Here are some entries; quote each one exactly.
** Start of Entries **
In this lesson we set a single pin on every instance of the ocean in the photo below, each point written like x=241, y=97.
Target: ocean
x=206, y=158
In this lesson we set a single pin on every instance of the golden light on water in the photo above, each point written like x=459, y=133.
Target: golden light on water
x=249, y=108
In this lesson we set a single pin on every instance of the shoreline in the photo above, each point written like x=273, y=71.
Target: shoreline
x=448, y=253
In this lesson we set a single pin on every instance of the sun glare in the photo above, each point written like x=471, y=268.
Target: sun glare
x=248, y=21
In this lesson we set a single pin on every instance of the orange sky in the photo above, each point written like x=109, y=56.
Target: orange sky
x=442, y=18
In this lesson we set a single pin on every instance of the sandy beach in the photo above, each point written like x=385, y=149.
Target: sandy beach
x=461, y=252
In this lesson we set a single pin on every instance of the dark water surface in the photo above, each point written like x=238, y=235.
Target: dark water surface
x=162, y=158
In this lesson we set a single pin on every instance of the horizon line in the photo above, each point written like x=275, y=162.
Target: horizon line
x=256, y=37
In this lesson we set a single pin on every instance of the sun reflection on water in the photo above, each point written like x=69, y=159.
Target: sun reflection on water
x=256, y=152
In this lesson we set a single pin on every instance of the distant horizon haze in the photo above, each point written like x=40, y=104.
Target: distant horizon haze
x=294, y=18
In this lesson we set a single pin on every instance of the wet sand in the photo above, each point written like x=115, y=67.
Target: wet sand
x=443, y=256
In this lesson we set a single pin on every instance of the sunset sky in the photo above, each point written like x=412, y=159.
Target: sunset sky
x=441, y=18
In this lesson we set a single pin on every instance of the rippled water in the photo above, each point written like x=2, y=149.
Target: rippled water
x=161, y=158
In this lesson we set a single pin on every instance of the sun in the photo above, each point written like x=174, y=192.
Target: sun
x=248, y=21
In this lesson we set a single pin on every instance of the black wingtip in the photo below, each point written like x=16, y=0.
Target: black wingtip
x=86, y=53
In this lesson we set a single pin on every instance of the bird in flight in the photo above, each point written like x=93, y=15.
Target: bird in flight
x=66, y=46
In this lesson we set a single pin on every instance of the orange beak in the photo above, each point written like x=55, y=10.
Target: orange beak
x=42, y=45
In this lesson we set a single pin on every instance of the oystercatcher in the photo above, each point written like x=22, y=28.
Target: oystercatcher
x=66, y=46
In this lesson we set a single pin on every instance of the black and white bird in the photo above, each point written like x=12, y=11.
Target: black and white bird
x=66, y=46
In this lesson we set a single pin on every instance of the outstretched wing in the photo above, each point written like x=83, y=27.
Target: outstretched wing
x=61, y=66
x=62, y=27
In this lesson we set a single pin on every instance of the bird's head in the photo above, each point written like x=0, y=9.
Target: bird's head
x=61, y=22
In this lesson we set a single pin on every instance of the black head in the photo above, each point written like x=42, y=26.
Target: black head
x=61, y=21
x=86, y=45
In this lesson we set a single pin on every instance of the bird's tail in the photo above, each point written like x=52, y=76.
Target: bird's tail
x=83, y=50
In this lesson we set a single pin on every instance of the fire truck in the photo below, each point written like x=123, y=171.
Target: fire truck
** End of Entries **
▶ **Right answer**
In this lesson we set a single pin on every instance of the ocean in the photo below, each point written like x=241, y=97.
Target: ocean
x=206, y=158
In this lesson we set a single pin on every instance of the golden light on water in the photo above, each point written like x=459, y=133.
Target: golden light on water
x=249, y=108
In this lesson we set a single pin on every instance of the shoreline in the photo above, each point written like x=273, y=71.
Target: shoreline
x=448, y=253
In this lesson we set a single pin on every instance of the sun glare in the photo above, each point written like x=471, y=268.
Target: sun glare
x=248, y=21
In this lesson we set a single pin on every instance of the orange sky in the photo above, each point written like x=109, y=56.
Target: orange sky
x=442, y=18
In this lesson we set a single pin on every instance of the sandy beach in the photo above, each point written like x=385, y=149.
Target: sandy beach
x=461, y=252
In this lesson we set a single pin on every instance of the dark water surface in the photo above, each point written like x=238, y=235.
Target: dark water surface
x=162, y=158
In this lesson we set a single pin on every instance of the horizon line in the photo above, each point written like x=275, y=162.
Target: horizon line
x=256, y=37
In this lesson we set a single pin on every instance of the sun reflection on water in the photo above, each point written like x=69, y=159.
Target: sun reflection on water
x=256, y=152
In this lesson we set a single pin on every instance of the distant horizon haze in the photo above, each point written like x=40, y=104.
Target: distant horizon haze
x=294, y=18
In this lesson we set a single pin on every instance of the wet sand in the photo above, each point written like x=115, y=67.
Target: wet sand
x=443, y=256
In this lesson we set a single pin on every instance of the sunset sky in the photo above, each point written like x=412, y=159.
Target: sunset sky
x=441, y=18
In this lesson we set a single pin on every instance of the rippled water in the photo above, each point written like x=2, y=149.
Target: rippled water
x=161, y=158
In this lesson we set a single pin on every instance of the sun in the photo above, each point written like x=174, y=192.
Target: sun
x=248, y=21
In this lesson we set a single pin on every instance of the black wingtip in the photo below, each point written like x=16, y=0.
Target: black wingtip
x=86, y=53
In this lesson we set a single pin on every instance of the bird in flight in the photo above, each point written like x=93, y=15.
Target: bird in flight
x=66, y=46
In this lesson we set a single pin on every instance of the orange beak in the photo above, each point written like x=55, y=10.
Target: orange beak
x=42, y=45
In this lesson we set a single pin on every instance of the oystercatcher in the photo above, each point written like x=22, y=28.
Target: oystercatcher
x=66, y=46
In this lesson we set a single pin on every instance of the black and white bird in the photo above, each point written like x=12, y=11.
Target: black and white bird
x=66, y=46
In this lesson we set a single pin on every instance of the outstretched wing in the photo above, each point written like x=83, y=27.
Target: outstretched wing
x=61, y=66
x=62, y=27
In this lesson we set a single pin on every instance of the bird's head in the photo above, each point written like x=0, y=9.
Target: bird's head
x=61, y=22
In this lesson we set a single pin on every instance of the black head in the photo above, each point written like x=42, y=26.
Target: black head
x=61, y=21
x=86, y=45
In this lesson we set a single pin on every instance of the bird's tail in the photo above, each point written like x=52, y=76.
Target: bird's tail
x=83, y=50
In this lesson we set a single pin on every instance of the fire truck in the photo below, each point written like x=123, y=171.
Target: fire truck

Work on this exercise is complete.